### Page text

XML import--how to hide unwanted content?
Thread poster: Marketing-Lang.

Marketing-Lang.  Identity Verified
Germany
Local time: 02:41
English to German
+ ...
Jun 5, 2014

Dear all,
I've been playing with the parser for hours now and I'm getting nowhere.
A customer supplies their own type of XML file containing comments which are not to be translated.
The comments are marked like this:
<draft-comment> ...blah... </draft-comment>

With the parser I have so far managed to mark the tags themselves as "not translatable" and hide them, but the text between the tags - the actual comments themselves - are still there, very much editable and being counted to the word count.

Unfortunately I can't make head or tail of the help documents.

Any tips would be very welcome...

With thanks in advance,
-Mike

[Edited at 2014-06-05 13:32 GMT]


 

SDL Community  Identity Verified
United Kingdom
Local time: 02:41
English
Insufficient information Jun 5, 2014

Hi,

Clearly you understand how to make an element non-translatable, so the problem you are encountering is more likely to be based on the nesting of elements where a parent element is affecting the behaviour of the child... or somthing like this.

If you can share more of the file I'm sure someone can help you.

Regards

Paul


 

SDL Community  Identity Verified
United Kingdom
Local time: 02:41
English
ok... on rereading your.... Jun 5, 2014

... post more carefully. I think the issue is simply that you need to make these tags inline and non-translatable. This should place a lock around them and allow you to copy them over from the source in one go as a complete item.

Regards

Paul


 

Marketing-Lang.  Identity Verified
Germany
Local time: 02:41
English to German
+ ...
TOPIC STARTER
copy them over from the source in one go? Jun 5, 2014

Hi Paul,
Thanks for your input.

Am I laboring under a misconception? You write "copy them over in one go", which sounds like the comments will still appear to the translator, even if the content is not intended for translation. Is that right? So I could then somehow lock the content (preferably automatically) so that I don't translate it by mistake?

If I set the tag type to "in line", the comments still appear and they can be translated - but at least everything between the start and end of the comment is bundled into a single segment and no segmentation (e.g. after full stops) occurs.

If I set the tag type to "structure" I can at least set the structure information properties to "Comment", and the editor marks the segment with "COM", which is a least a hint.

But since these comments are not meant for the translator at all, I would prefer to have them hidden entirely and discounted from the analysis.

### Problems and tasks
1. Answer these questions about the thread, one line each:
(a) With what tags does the customer mark the comments in the XML file?
(b) What does the editor mark the segment with when the tag type is set to "structure" and the structure information properties are set to "Comment"?
(c) What two properties does Paul say the tags need after rereading the first post?
2. From the listing, extract every line that contains the word "photo", treating uppercase and lowercase as different.

### Excerpted records
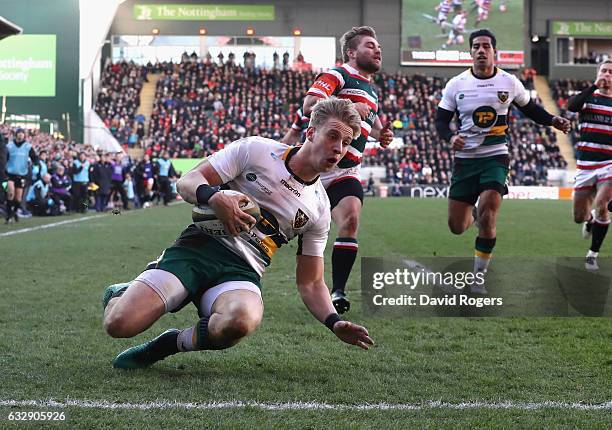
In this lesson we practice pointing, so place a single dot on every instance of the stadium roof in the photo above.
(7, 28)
==
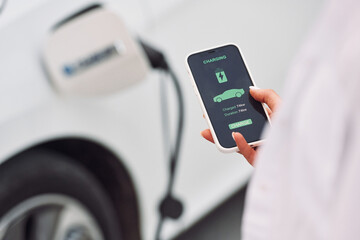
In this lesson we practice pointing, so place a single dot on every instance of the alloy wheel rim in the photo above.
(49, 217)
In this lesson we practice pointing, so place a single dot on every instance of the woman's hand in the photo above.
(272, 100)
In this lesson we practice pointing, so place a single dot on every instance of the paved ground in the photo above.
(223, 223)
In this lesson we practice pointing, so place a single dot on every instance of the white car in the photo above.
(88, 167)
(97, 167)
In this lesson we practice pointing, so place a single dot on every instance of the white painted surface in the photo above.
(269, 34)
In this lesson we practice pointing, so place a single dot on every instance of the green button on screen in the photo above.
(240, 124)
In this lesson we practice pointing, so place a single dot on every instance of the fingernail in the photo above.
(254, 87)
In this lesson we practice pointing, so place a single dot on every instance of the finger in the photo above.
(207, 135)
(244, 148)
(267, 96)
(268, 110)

### Full solutions
1.
(a) <draft-comment> and </draft-comment>
(b) "COM"
(c) Inline and non-translatable

2.
In this lesson we practice pointing, so place a single dot on every instance of the stadium roof in the photo above.
In this lesson we practice pointing, so place a single dot on every instance of the alloy wheel rim in the photo above.
In this lesson we practice pointing, so place a single dot on every instance of the woman's hand in the photo above.
In this lesson we practice pointing, so place a single dot on every instance of the paved ground in the photo above.
In this lesson we practice pointing, so place a single dot on every instance of the white car in the photo above.
In this lesson we practice pointing, so place a single dot on every instance of the white painted surface in the photo above.
In this lesson we practice pointing, so place a single dot on every instance of the green button on screen in the photo above.
In this lesson we practice pointing, so place a single dot on every instance of the fingernail in the photo above.
In this lesson we practice pointing, so place a single dot on every instance of the finger in the photo above.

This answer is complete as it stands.